> **JOB 1**: Reproduce the part of the school district passage starting with "Public school students" and going on through "Voorhees High School.".

> **GIVEN PASSAGE**:
The Bethlehem Township School District is a community public school district that serves students in kindergarten through eighth grade from Bethlehem Township, in Hunterdon County, New Jersey, United States.

As of the 2017-18 school year, the district and its two schools had an enrollment of 374 students and 44.5 classroom teachers (on an FTE basis), for a student–teacher ratio of 8.4:1.

The district is classified by the New Jersey Department of Education as being in District Factor Group "I", the second-highest of eight groupings. District Factor Groups organize districts statewide to allow comparison by common socioeconomic characteristics of the local districts. From lowest socioeconomic status to highest, the categories are A, B, CD, DE, FG, GH, I and J.

Public school students in ninth through twelfth grades attend North Hunterdon High School in Annandale, which also serves students from Clinton Town, Clinton Township, Franklin Township, Lebanon Borough and Union Township. As of the 2017-18 school year, the high school had an enrollment of 1,655 students and 128.7 classroom teachers (on an FTE basis), for a student–teacher ratio of 12.9:1. The school is part of the North Hunterdon-Voorhees Regional High School District, which also includes students from Califon, Glen Gardner, Hampton, High Bridge, Lebanon Township and Tewksbury Township, who attend Voorhees High School.

> **JOB 2**: Write out the rows below, starting with the line containing "Q: Tag each instance of the house" and going on through the last line of the rows.

> **Source records**:
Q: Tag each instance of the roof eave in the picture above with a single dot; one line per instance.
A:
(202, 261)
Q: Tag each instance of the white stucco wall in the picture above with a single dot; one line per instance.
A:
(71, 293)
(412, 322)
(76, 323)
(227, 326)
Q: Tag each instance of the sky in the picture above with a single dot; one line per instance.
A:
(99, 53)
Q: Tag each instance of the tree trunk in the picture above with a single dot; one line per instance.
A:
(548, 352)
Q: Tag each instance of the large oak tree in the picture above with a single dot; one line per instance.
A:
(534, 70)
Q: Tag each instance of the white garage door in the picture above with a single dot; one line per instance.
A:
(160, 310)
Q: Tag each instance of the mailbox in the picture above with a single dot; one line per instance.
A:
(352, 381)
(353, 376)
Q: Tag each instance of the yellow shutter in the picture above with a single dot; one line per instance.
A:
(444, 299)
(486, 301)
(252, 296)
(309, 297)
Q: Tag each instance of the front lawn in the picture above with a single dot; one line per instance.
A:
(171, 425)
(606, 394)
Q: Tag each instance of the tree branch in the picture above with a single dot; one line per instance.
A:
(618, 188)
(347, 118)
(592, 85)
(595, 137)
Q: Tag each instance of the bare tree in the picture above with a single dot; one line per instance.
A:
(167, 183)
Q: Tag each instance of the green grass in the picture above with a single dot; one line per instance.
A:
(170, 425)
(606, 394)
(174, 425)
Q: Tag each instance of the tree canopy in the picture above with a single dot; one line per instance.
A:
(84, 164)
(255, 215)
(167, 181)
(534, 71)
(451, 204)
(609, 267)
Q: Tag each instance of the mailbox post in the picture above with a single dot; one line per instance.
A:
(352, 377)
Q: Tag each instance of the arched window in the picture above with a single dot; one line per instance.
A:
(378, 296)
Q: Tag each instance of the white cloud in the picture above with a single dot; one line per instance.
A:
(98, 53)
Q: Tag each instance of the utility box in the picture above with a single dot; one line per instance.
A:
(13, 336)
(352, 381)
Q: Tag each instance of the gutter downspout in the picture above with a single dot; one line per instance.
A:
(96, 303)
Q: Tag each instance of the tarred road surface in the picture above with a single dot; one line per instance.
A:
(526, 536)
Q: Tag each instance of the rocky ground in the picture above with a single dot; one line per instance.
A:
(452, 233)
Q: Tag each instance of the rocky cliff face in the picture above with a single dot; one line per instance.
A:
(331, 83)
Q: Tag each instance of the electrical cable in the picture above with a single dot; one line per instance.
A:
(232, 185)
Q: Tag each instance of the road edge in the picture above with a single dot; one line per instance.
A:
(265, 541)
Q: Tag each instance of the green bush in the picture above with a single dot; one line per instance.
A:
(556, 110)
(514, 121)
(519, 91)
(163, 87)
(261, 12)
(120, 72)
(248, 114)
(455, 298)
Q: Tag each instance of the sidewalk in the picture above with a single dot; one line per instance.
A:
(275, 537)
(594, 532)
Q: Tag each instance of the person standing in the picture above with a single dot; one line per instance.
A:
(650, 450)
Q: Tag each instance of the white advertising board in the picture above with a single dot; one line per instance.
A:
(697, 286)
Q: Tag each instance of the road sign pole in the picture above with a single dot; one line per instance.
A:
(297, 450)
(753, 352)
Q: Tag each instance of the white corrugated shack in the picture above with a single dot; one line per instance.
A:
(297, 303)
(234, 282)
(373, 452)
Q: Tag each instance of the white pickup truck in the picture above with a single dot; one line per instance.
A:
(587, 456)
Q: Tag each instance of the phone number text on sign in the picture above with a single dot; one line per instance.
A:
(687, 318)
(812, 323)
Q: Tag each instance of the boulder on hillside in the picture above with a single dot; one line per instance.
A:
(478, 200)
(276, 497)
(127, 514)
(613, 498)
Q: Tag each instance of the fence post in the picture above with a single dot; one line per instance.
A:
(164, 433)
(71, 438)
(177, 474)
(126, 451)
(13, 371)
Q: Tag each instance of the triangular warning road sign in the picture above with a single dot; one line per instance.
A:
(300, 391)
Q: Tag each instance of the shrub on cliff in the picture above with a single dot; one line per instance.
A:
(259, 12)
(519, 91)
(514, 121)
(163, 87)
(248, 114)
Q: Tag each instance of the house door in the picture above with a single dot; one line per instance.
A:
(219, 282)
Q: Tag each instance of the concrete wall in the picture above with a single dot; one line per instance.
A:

> **FINAL RESULT 1**:
Public school students in ninth through twelfth grades attend North Hunterdon High School in Annandale, which also serves students from Clinton Town, Clinton Township, Franklin Township, Lebanon Borough and Union Township. As of the 2017-18 school year, the high school had an enrollment of 1,655 students and 128.7 classroom teachers (on an FTE basis), for a student–teacher ratio of 12.9:1. The school is part of the North Hunterdon-Voorhees Regional High School District, which also includes students from Califon, Glen Gardner, Hampton, High Bridge, Lebanon Township and Tewksbury Township, who attend Voorhees High School.

> **FINAL RESULT 2**:
Q: Tag each instance of the house door in the picture above with a single dot; one line per instance.
A:
(219, 282)
Q: Tag each instance of the concrete wall in the picture above with a single dot; one line per instance.
A:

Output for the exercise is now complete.